**Selected extract**:

+++

So, that being said, I agree.  Again, for them to have the OK to just waltz in, while you're in the middle of dinner or taking a crap, isn't right, IMHO.


----------



## LuckyKBoxer (May 16, 2011)

MJS said:


> Yup, and if you read what I said in my initial paragraph, you'd see that I clearly stated that I dont see why, they should be allowed in as long as there is no issue currently going on that would require them to be there, ie: a domestic, etc.
> 
> So, that being said, I agree. Again, for them to have the OK to just waltz in, while you're in the middle of dinner or taking a crap, isn't right, IMHO.


 
so I guess my question is.. to you or anyone.. why are we coming to this point? Is this trickledown from 9/11? Is this an ongoing byproduct of the fear of terrorism, and bad guys, and the government wanting to protect us at all costs?
Or is this something much worse. Is this a sign of whats coming? Is this a shift that our government is making to become something new, something different then what it has been? Is the change Obama promised? I don't know about everyone else, but all I have seen sicne this administration has taken over is huge leaps and bounds into bigger government, more intrusion in our lives and our rights, and an outright attack on our freedoms.

+++

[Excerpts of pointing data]

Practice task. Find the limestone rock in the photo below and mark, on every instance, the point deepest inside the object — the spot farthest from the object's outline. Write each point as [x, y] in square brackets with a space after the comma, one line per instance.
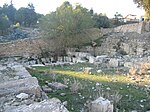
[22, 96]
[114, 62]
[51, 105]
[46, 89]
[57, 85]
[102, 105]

+++

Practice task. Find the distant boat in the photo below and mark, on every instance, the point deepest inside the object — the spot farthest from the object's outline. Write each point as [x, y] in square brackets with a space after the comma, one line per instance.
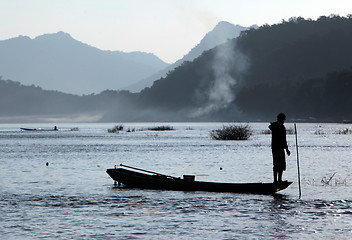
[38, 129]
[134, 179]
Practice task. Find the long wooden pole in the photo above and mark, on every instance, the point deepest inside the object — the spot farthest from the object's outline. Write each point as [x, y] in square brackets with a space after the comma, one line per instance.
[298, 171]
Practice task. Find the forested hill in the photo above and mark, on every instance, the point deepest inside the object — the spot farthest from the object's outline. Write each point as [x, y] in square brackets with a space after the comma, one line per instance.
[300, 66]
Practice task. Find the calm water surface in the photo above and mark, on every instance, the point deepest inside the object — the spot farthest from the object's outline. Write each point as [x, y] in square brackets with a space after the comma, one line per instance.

+++

**Your tasks**:
- a) Answer these questions about the forum excerpt:
(i) Under what username is the post dated May 16, 2011 listed?
(ii) What example does MJS give of an issue that would require them to be there?
(iii) What event does LuckyKBoxer ask whether this is a trickledown from?
- b) Reproduce the passage of the forum excerpt that begins at the words "so I guess my" and stops after the words "at all costs?".

**Solutions to each task**:
- a)
(i) LuckyKBoxer
(ii) A domestic
(iii) 9/11

- b)
so I guess my question is.. to you or anyone.. why are we coming to this point? Is this trickledown from 9/11? Is this an ongoing byproduct of the fear of terrorism, and bad guys, and the government wanting to protect us at all costs?